[[ INFORMATION SUPPLIED open ]]

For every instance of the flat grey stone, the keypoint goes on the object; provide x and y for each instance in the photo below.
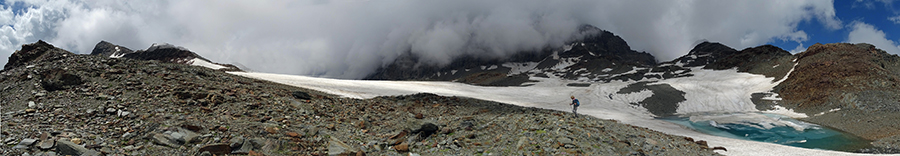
(68, 148)
(25, 143)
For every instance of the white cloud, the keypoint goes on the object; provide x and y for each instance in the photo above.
(895, 19)
(865, 33)
(351, 38)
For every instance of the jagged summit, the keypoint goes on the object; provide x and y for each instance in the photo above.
(703, 54)
(598, 56)
(107, 49)
(39, 51)
(161, 52)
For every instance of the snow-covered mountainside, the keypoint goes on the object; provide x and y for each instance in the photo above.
(852, 87)
(161, 52)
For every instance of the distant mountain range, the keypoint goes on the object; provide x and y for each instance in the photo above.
(852, 87)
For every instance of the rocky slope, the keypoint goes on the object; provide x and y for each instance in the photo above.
(852, 87)
(56, 102)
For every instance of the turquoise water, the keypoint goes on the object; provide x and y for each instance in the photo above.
(785, 131)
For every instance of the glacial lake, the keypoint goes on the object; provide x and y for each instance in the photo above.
(771, 128)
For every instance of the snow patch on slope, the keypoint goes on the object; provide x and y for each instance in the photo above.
(549, 93)
(204, 63)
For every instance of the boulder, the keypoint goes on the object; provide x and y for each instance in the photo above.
(69, 148)
(216, 149)
(301, 95)
(336, 147)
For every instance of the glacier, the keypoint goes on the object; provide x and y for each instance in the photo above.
(723, 91)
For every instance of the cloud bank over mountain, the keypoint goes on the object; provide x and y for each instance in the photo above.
(349, 39)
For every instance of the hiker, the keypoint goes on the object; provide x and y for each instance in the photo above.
(575, 103)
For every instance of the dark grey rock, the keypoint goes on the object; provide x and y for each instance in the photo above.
(46, 144)
(68, 148)
(336, 147)
(216, 149)
(162, 139)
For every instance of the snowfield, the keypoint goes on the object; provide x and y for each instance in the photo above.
(721, 91)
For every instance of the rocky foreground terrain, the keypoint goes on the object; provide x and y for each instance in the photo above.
(55, 102)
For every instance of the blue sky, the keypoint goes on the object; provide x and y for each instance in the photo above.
(351, 38)
(875, 13)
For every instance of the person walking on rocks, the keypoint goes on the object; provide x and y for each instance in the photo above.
(575, 103)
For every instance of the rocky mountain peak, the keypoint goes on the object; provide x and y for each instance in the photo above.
(107, 49)
(39, 51)
(597, 56)
(704, 53)
(163, 52)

[[ INFORMATION SUPPLIED closed ]]

Give the data again exactly as it appears, but without any images.

ANSWER AREA ▸
For every instance of the flat grey stone, the keypoint goes on the object; provide x and y for each instance in the photo below.
(68, 148)
(25, 143)
For every instance of the white cloud, the keypoint goes on the object; provide x and y for each instance in the photo above.
(895, 19)
(865, 33)
(351, 38)
For every instance of the jagged summit, the keypoint goes on the object; provide x and y for each instance in the photo above.
(703, 54)
(598, 56)
(107, 49)
(39, 51)
(161, 52)
For every instance of the snow-covered mountainside, the keypoint goes on the object; provide x and y for each instance in the photo above.
(852, 87)
(161, 52)
For every instance of the distant mountain range, the keypoint goes on the object; provide x and y for each instance in the photo above.
(852, 87)
For every instance of the rocky slope, the keypoint goes on the object; provide x and y for each instance in the photo above.
(852, 87)
(56, 102)
For every instance of the turquoise water, the keypoint goes on the object; provide x and y for each instance in the photo above.
(785, 131)
For every instance of the glacial lake, the keypoint goes on the object; provide x and y for each instance in the photo above.
(771, 128)
For every instance of the snow patch on slope, the keypoint goes on the object; provide x and y for each instance in the photo above.
(549, 93)
(204, 63)
For every instance of the boulder, the keypoint goes on the object; provide x and y for each instance in the photo above.
(69, 148)
(216, 149)
(301, 95)
(336, 147)
For every instance of the glacier, the keypoint goes on the object; provide x and y for each instance in the photo above.
(723, 91)
For every instance of the cloud bank over mountain, the keypoint goes on the object; provide x and y for each instance in the photo above.
(349, 39)
For every instance of the hiker, the keypoint goes on the object; provide x and y for each instance in the photo above.
(575, 103)
For every instance of the dark grey rock, the keypoint goes on the object; provide x and y for each instance in the photo above.
(46, 144)
(68, 148)
(336, 147)
(216, 149)
(162, 139)
For every instance of the snowfield, the keypoint goes on the object; provide x and y for each instance in the photo above.
(721, 91)
For every instance of the rocky foreground terrain, the keypoint goes on the object; provide x and y for each instance in the photo above.
(55, 102)
For every instance of the blue sky, the keypoint goes on the object; provide x and y for each instance in the photo above.
(351, 38)
(875, 13)
For every instance of the person walking on rocks, the keypoint goes on the object; provide x and y for each instance in the photo above.
(575, 103)
For every instance of the rocky mountain peak, the keypoint goes on the object; provide x and y for each instance in the photo above.
(107, 49)
(39, 51)
(597, 56)
(704, 53)
(163, 52)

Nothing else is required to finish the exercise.